After public concern about such launches grew more vocal in the 1990s, NASA has increasingly applied the principles and techniques of risk communication to establish a dialogue with the public about the need for RPS, their safety features, the environmental impacts of a potential accident, and the in-depth contingency planning that occurs before and during every such launch. Informed by the most recent launch of an RPS on the Curiosity Mars rover in November 2011, this interactive discussion will summarize the lessons learned, and look ahead to where tools such as social media will take this topic.

 

Risk Communication and Near-Earth Objects:
Ramping Up to Meet a Global Impact Hazard

Doug Isbell – NASA/JPL/Caltech

More than 100 tons of dusty debris from asteroids and comets impacts the upper atmosphere of Earth each day; space rocks about one meter in diameter hit every other week. Meteorites larger than about 50 meters in diameter have the potential to cause serious damage, starting at local and regional scales on upward to global effects. Sky surveys supported by NASA and other space agencies have found over 96 percent of the most dangerous objects (> one-kilometer in diameter), but the smaller ones remain challenging to detect, and an unknown “near-Earth object” (NEO) could impact our planet at any time.

● Dataset content:
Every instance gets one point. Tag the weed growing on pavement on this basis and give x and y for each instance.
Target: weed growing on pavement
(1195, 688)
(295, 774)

● Complete the following:
1. Answer these questions about the risk communication text:
(a) In what month and year did the Curiosity Mars rover launch carrying an RPS?
(b) How much dusty debris from asteroids and comets impacts Earth's upper atmosphere each day?
(c) What percentage of the most dangerous objects have sky surveys found?
2. Rewrite the risk communication text between "Doug Isbell –" and "at any time.", inclusive, changing "space rocks" to "meteoroids".

● Task responses:
1.
(a) November 2011
(b) More than 100 tons
(c) Over 96 percent

2.
Doug Isbell – NASA/JPL/Caltech

More than 100 tons of dusty debris from asteroids and comets impacts the upper atmosphere of Earth each day; meteoroids about one meter in diameter hit every other week. Meteorites larger than about 50 meters in diameter have the potential to cause serious damage, starting at local and regional scales on upward to global effects. Sky surveys supported by NASA and other space agencies have found over 96 percent of the most dangerous objects (> one-kilometer in diameter), but the smaller ones remain challenging to detect, and an unknown “near-Earth object” (NEO) could impact our planet at any time.